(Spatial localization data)
# # #

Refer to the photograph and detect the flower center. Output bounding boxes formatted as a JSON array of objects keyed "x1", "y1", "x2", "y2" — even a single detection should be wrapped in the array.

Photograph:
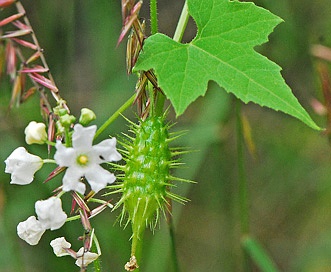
[{"x1": 77, "y1": 154, "x2": 89, "y2": 166}]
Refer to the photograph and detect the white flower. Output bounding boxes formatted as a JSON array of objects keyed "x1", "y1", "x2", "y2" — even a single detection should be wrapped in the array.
[
  {"x1": 54, "y1": 124, "x2": 122, "y2": 194},
  {"x1": 35, "y1": 197, "x2": 67, "y2": 230},
  {"x1": 17, "y1": 216, "x2": 46, "y2": 245},
  {"x1": 75, "y1": 247, "x2": 99, "y2": 268},
  {"x1": 4, "y1": 147, "x2": 43, "y2": 185},
  {"x1": 24, "y1": 121, "x2": 47, "y2": 145},
  {"x1": 50, "y1": 237, "x2": 71, "y2": 257}
]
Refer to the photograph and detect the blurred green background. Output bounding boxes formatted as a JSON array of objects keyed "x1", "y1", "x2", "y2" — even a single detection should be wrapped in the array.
[{"x1": 1, "y1": 0, "x2": 331, "y2": 271}]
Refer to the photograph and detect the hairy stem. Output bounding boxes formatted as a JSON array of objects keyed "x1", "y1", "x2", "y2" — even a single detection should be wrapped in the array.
[
  {"x1": 236, "y1": 100, "x2": 252, "y2": 272},
  {"x1": 150, "y1": 0, "x2": 158, "y2": 35}
]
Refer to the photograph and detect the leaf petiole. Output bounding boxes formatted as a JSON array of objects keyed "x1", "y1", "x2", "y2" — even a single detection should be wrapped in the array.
[{"x1": 173, "y1": 1, "x2": 189, "y2": 43}]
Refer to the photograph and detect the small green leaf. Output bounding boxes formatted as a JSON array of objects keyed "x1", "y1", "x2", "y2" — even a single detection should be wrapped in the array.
[{"x1": 134, "y1": 0, "x2": 320, "y2": 130}]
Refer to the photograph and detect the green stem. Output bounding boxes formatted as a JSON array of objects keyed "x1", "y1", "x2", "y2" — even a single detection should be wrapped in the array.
[
  {"x1": 66, "y1": 215, "x2": 81, "y2": 222},
  {"x1": 131, "y1": 231, "x2": 143, "y2": 272},
  {"x1": 64, "y1": 127, "x2": 72, "y2": 147},
  {"x1": 89, "y1": 198, "x2": 114, "y2": 209},
  {"x1": 169, "y1": 218, "x2": 181, "y2": 272},
  {"x1": 150, "y1": 0, "x2": 158, "y2": 35},
  {"x1": 94, "y1": 94, "x2": 135, "y2": 140},
  {"x1": 45, "y1": 140, "x2": 56, "y2": 146},
  {"x1": 42, "y1": 159, "x2": 57, "y2": 164},
  {"x1": 173, "y1": 1, "x2": 189, "y2": 43},
  {"x1": 154, "y1": 91, "x2": 166, "y2": 117},
  {"x1": 236, "y1": 101, "x2": 249, "y2": 235},
  {"x1": 236, "y1": 100, "x2": 251, "y2": 271},
  {"x1": 242, "y1": 236, "x2": 279, "y2": 272}
]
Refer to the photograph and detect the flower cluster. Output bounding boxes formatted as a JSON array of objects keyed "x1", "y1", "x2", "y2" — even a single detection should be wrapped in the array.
[
  {"x1": 5, "y1": 120, "x2": 121, "y2": 194},
  {"x1": 50, "y1": 237, "x2": 100, "y2": 268},
  {"x1": 17, "y1": 197, "x2": 67, "y2": 245},
  {"x1": 4, "y1": 109, "x2": 122, "y2": 269}
]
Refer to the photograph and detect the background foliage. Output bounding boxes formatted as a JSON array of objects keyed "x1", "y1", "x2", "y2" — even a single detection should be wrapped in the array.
[{"x1": 1, "y1": 0, "x2": 331, "y2": 271}]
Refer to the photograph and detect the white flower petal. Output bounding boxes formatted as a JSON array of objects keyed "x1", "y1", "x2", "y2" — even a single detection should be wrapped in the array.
[
  {"x1": 62, "y1": 167, "x2": 86, "y2": 194},
  {"x1": 75, "y1": 247, "x2": 99, "y2": 268},
  {"x1": 50, "y1": 237, "x2": 71, "y2": 257},
  {"x1": 24, "y1": 121, "x2": 47, "y2": 145},
  {"x1": 4, "y1": 147, "x2": 43, "y2": 185},
  {"x1": 72, "y1": 124, "x2": 96, "y2": 150},
  {"x1": 54, "y1": 142, "x2": 76, "y2": 167},
  {"x1": 85, "y1": 165, "x2": 116, "y2": 193},
  {"x1": 17, "y1": 216, "x2": 46, "y2": 245},
  {"x1": 10, "y1": 174, "x2": 32, "y2": 185},
  {"x1": 35, "y1": 197, "x2": 67, "y2": 230},
  {"x1": 93, "y1": 138, "x2": 122, "y2": 163},
  {"x1": 54, "y1": 124, "x2": 121, "y2": 194}
]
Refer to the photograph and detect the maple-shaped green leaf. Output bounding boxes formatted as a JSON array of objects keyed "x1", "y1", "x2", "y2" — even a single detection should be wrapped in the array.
[{"x1": 134, "y1": 0, "x2": 320, "y2": 130}]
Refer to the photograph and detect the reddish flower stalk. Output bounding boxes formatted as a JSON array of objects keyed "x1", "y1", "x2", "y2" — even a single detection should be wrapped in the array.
[
  {"x1": 11, "y1": 37, "x2": 38, "y2": 50},
  {"x1": 14, "y1": 1, "x2": 66, "y2": 106},
  {"x1": 26, "y1": 51, "x2": 41, "y2": 64},
  {"x1": 72, "y1": 192, "x2": 91, "y2": 215},
  {"x1": 44, "y1": 166, "x2": 66, "y2": 183},
  {"x1": 1, "y1": 28, "x2": 31, "y2": 38},
  {"x1": 20, "y1": 65, "x2": 49, "y2": 73},
  {"x1": 20, "y1": 86, "x2": 36, "y2": 103},
  {"x1": 28, "y1": 72, "x2": 58, "y2": 92},
  {"x1": 120, "y1": 0, "x2": 165, "y2": 121},
  {"x1": 119, "y1": 0, "x2": 164, "y2": 118},
  {"x1": 5, "y1": 41, "x2": 16, "y2": 80},
  {"x1": 0, "y1": 1, "x2": 69, "y2": 114},
  {"x1": 0, "y1": 0, "x2": 15, "y2": 8},
  {"x1": 0, "y1": 13, "x2": 24, "y2": 27}
]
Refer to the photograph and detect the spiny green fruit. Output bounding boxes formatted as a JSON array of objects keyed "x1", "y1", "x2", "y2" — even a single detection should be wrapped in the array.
[{"x1": 110, "y1": 114, "x2": 188, "y2": 270}]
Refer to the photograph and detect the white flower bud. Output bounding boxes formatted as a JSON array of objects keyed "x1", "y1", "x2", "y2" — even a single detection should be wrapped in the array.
[
  {"x1": 24, "y1": 121, "x2": 47, "y2": 145},
  {"x1": 4, "y1": 147, "x2": 43, "y2": 185},
  {"x1": 50, "y1": 237, "x2": 71, "y2": 257},
  {"x1": 75, "y1": 247, "x2": 99, "y2": 268},
  {"x1": 35, "y1": 197, "x2": 67, "y2": 230},
  {"x1": 17, "y1": 216, "x2": 46, "y2": 245}
]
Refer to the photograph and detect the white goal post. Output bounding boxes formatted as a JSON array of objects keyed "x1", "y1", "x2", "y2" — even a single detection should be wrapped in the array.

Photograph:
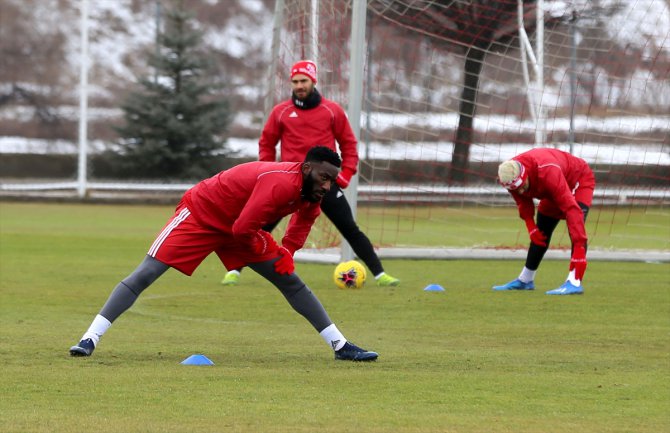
[
  {"x1": 2, "y1": 0, "x2": 668, "y2": 264},
  {"x1": 517, "y1": 0, "x2": 546, "y2": 147}
]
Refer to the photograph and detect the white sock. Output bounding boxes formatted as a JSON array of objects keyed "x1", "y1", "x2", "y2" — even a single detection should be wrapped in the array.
[
  {"x1": 227, "y1": 270, "x2": 240, "y2": 276},
  {"x1": 319, "y1": 324, "x2": 346, "y2": 351},
  {"x1": 567, "y1": 270, "x2": 581, "y2": 286},
  {"x1": 81, "y1": 314, "x2": 112, "y2": 347},
  {"x1": 374, "y1": 272, "x2": 386, "y2": 280},
  {"x1": 518, "y1": 267, "x2": 536, "y2": 283}
]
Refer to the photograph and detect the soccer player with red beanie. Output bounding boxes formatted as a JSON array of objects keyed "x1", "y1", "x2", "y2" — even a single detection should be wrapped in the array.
[
  {"x1": 493, "y1": 148, "x2": 595, "y2": 295},
  {"x1": 221, "y1": 60, "x2": 400, "y2": 287},
  {"x1": 69, "y1": 146, "x2": 378, "y2": 361}
]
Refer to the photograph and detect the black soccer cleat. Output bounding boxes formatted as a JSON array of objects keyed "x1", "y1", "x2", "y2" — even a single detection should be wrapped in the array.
[
  {"x1": 69, "y1": 338, "x2": 95, "y2": 357},
  {"x1": 334, "y1": 342, "x2": 379, "y2": 362}
]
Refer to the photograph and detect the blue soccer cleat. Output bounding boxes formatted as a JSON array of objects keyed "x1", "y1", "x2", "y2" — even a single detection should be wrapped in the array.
[
  {"x1": 334, "y1": 342, "x2": 378, "y2": 362},
  {"x1": 546, "y1": 281, "x2": 584, "y2": 295},
  {"x1": 492, "y1": 278, "x2": 535, "y2": 291},
  {"x1": 69, "y1": 338, "x2": 95, "y2": 357}
]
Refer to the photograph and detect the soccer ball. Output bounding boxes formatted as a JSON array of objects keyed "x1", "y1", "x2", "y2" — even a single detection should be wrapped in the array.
[{"x1": 333, "y1": 260, "x2": 366, "y2": 290}]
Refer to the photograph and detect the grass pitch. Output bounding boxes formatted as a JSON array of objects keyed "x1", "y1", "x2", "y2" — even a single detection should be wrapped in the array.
[{"x1": 1, "y1": 202, "x2": 668, "y2": 433}]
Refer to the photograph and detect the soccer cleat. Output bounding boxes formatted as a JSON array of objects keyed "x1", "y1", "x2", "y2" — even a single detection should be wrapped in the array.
[
  {"x1": 69, "y1": 338, "x2": 95, "y2": 357},
  {"x1": 492, "y1": 278, "x2": 535, "y2": 291},
  {"x1": 221, "y1": 271, "x2": 240, "y2": 286},
  {"x1": 546, "y1": 281, "x2": 584, "y2": 295},
  {"x1": 334, "y1": 342, "x2": 379, "y2": 362},
  {"x1": 377, "y1": 273, "x2": 400, "y2": 287}
]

# # #

This exercise asks for the line with "Refer to the photograph and detect the soccer cleat." and all lines after it through the end of the records above, retyped exactly and with nothing else.

Exercise output:
Refer to the photograph and detect the soccer cleat. Output bounding boxes formatted as a JSON array of objects keyed "x1", "y1", "x2", "y2" — even a single detection should be wrapped in the array.
[
  {"x1": 69, "y1": 338, "x2": 95, "y2": 357},
  {"x1": 492, "y1": 278, "x2": 535, "y2": 291},
  {"x1": 221, "y1": 271, "x2": 240, "y2": 286},
  {"x1": 546, "y1": 281, "x2": 584, "y2": 295},
  {"x1": 334, "y1": 342, "x2": 379, "y2": 362},
  {"x1": 377, "y1": 273, "x2": 400, "y2": 287}
]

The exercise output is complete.